## WHAT YOU ARE ASKED TO DO
In the records below, find the line containing "Mark the life". Output it and every line after it to the end, unchanged, with no pictures.

>> Begin DATA EXCERPTS

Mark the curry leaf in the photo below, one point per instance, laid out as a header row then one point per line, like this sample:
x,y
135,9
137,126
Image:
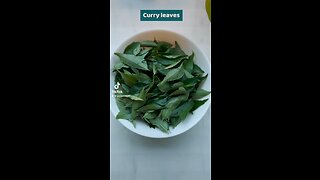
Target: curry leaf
x,y
198,104
200,93
133,48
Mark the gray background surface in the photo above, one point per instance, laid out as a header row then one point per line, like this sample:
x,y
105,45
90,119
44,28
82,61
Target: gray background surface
x,y
183,157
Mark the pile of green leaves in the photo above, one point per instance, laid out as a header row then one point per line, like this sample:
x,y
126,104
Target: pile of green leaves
x,y
159,84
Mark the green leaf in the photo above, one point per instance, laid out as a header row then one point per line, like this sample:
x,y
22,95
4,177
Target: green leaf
x,y
144,52
159,82
197,71
188,75
148,107
164,86
148,44
163,46
177,85
161,69
119,66
200,93
174,64
181,112
188,64
173,103
133,48
179,91
133,61
198,103
162,125
165,61
123,115
171,56
176,50
174,74
149,115
129,79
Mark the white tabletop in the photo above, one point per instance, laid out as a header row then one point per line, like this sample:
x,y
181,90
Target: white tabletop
x,y
183,157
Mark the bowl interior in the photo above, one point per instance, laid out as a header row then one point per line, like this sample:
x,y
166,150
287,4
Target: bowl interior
x,y
200,59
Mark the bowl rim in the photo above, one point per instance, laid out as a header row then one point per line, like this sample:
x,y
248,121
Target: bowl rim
x,y
191,42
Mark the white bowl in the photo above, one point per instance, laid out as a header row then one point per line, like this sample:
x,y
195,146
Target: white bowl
x,y
200,59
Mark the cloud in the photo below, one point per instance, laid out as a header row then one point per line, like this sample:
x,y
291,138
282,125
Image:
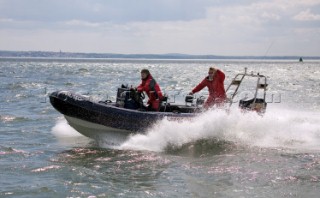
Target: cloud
x,y
242,27
307,16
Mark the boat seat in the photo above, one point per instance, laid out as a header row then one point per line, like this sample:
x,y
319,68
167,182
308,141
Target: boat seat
x,y
262,86
236,82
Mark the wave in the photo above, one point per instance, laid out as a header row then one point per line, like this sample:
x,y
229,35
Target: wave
x,y
278,128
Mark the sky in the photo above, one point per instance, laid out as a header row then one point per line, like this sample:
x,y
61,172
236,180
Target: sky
x,y
198,27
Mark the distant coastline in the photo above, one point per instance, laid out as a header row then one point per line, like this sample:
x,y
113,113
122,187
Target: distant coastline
x,y
47,54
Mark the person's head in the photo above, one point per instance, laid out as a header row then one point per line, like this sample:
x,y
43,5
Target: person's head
x,y
144,73
212,71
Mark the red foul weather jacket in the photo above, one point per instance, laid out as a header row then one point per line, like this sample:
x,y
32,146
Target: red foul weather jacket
x,y
151,87
217,93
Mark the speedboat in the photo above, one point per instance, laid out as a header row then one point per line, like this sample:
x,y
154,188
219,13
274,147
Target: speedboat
x,y
127,114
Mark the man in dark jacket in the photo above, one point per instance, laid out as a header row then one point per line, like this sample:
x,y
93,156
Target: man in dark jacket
x,y
215,83
152,89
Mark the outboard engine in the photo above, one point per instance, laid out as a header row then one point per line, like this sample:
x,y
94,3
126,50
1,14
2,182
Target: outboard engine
x,y
189,99
259,105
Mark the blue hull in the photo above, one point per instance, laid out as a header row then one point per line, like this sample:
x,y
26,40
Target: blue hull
x,y
108,114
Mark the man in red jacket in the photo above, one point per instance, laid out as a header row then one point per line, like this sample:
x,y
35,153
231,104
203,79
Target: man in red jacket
x,y
214,81
151,87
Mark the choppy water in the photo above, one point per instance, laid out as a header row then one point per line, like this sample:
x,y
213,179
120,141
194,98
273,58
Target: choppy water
x,y
218,155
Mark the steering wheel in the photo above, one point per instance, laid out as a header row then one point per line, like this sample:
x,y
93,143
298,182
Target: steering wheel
x,y
142,96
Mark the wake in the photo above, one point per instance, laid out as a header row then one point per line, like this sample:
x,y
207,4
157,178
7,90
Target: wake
x,y
278,128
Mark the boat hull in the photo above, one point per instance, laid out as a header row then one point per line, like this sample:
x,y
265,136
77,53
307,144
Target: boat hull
x,y
91,118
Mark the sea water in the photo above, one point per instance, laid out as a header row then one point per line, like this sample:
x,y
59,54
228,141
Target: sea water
x,y
218,154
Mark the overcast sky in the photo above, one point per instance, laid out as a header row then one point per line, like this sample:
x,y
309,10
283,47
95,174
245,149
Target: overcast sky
x,y
215,27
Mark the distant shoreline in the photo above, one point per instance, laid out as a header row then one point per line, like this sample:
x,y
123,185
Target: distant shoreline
x,y
72,55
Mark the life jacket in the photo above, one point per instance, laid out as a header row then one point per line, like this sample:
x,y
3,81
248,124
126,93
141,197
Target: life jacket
x,y
152,89
215,86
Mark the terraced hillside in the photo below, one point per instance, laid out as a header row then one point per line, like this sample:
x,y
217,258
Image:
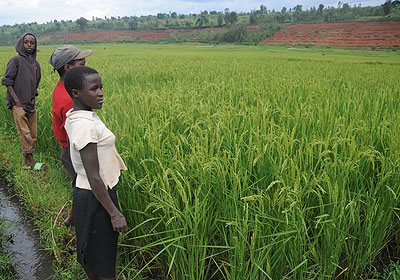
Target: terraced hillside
x,y
345,34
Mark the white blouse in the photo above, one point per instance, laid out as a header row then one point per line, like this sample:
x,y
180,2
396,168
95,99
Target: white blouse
x,y
84,127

>> End DATA EXCERPTS

## RESULT FOR THIS EXERCISE
Mark the life jacket in the photo above, one point per instance, laid out as a header row then one point per line, like this sample:
x,y
3,81
248,124
126,93
141,197
Target: life jacket
x,y
152,89
215,86
Mark the terraced hillside in the photo below, one point per instance, laid out as a header row then one point per line, like this sample:
x,y
217,258
Image:
Target: terraced hillside
x,y
345,34
Mark the white blouse in the photo above, one point per instance, laid out as a header row then one point per line, like this sample:
x,y
180,2
396,168
95,99
Target: white blouse
x,y
84,127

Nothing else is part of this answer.